— START OF Excerpted passage —
DIM = 30 if not SMOKE_TEST else 2

# Evaluation budget
N_INIT = 10
N_ITERATIONS = 8 if not SMOKE_TEST else 1
BATCH_SIZE = 5 if not SMOKE_TEST else 1
print(f"Using a total of {N_INIT + BATCH_SIZE * N_ITERATIONS} function evaluations")


# ### Run the optimization
# We use 10 initial Sobol points followed by 8 iterations of BO using a batch size of 5, 
# which results in a total of 50 function evaluations. As our goal is to minimize Branin, we flip
# the sign of the function values before fitting the SAAS model as the BoTorch acquisition
# functions assume maximization.

# In[11]:


X = SobolEngine(dimension=DIM, scramble=True, seed=0).draw(N_INIT).to(**tkwargs)
Y = branin_emb(X).unsqueeze(-1)
print(f"Best initial point: {Y.min().item():.3f}")

for i in range(N_ITERATIONS):
    train_Y = -1 * Y  # Flip the sign since we want to minimize f(x)
    gp = SaasFullyBayesianSingleTaskGP(
        train_X=X,
        train_Y=train_Y,
        train_Yvar=torch.full_like(train_Y, 1e-6),
        outcome_transform=Standardize(m=1),
    )
    fit_fully_bayesian_model_nuts(
        gp,
        warmup_steps=WARMUP_STEPS,
        num_samples=NUM_SAMPLES,
        thinning=THINNING,
        disable_progbar=True,
    )

    EI = qLogExpectedImprovement(model=gp, best_f=train_Y.max())
    candidates, acq_values = optimize_acqf(
        EI,
        bounds=torch.cat((torch.zeros(1, DIM), torch.ones(1, DIM))).to(**tkwargs),
        q=BATCH_SIZE,
        num_restarts=10,
        raw_samples=1024,
    )

    Y_next = torch.cat([branin_emb(x).unsqueeze(-1) for x in candidates]).unsqueeze(-1)
    if Y_next.min() < Y.min():
        ind_best = Y_next.argmin()
        x0, x1 = candidates[ind_best, :2].tolist()
        print(
            f"{i + 1}) New best: {Y_next[ind_best].item():.3f} @ "
— END OF Excerpted passage —
__To do__
1 – Answer these questions about the BoTorch code excerpt:
(a) How many initial Sobol points are used?
(b) Why is the sign of the function values flipped before the SAAS model is fitted?
(c) What value is given for raw_samples in the call to optimize_acqf?
2 – Print the stretch of the BoTorch code excerpt from "# ### Run the" through "Y = branin_emb(X).unsqueeze(-1)".
— START OF Data extract —
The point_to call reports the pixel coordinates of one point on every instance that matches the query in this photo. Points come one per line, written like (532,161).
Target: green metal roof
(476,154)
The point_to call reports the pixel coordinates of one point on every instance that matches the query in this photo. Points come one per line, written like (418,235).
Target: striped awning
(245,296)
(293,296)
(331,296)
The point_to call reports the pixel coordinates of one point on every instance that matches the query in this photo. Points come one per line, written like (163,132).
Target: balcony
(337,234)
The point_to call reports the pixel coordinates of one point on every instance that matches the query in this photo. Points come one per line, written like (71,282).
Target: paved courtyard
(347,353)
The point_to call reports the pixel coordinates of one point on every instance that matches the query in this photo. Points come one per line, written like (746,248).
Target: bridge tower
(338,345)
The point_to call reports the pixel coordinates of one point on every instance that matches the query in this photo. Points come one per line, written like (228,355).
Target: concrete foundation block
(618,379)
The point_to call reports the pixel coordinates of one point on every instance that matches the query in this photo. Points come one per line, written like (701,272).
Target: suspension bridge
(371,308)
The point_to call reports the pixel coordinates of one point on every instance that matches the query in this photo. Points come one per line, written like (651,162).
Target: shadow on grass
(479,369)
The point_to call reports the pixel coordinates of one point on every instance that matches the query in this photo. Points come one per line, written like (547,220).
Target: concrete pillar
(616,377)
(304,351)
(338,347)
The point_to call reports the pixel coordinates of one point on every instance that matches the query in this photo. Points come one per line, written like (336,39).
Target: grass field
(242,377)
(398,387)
— END OF Data extract —
__Exercise responses__
1 –
(a) 10
(b) The BoTorch acquisition functions assume maximization, while the goal is to minimize Branin.
(c) 1024

2 –
# ### Run the optimization
# We use 10 initial Sobol points followed by 8 iterations of BO using a batch size of 5, 
# which results in a total of 50 function evaluations. As our goal is to minimize Branin, we flip
# the sign of the function values before fitting the SAAS model as the BoTorch acquisition
# functions assume maximization.

# In[11]:


X = SobolEngine(dimension=DIM, scramble=True, seed=0).draw(N_INIT).to(**tkwargs)
Y = branin_emb(X).unsqueeze(-1)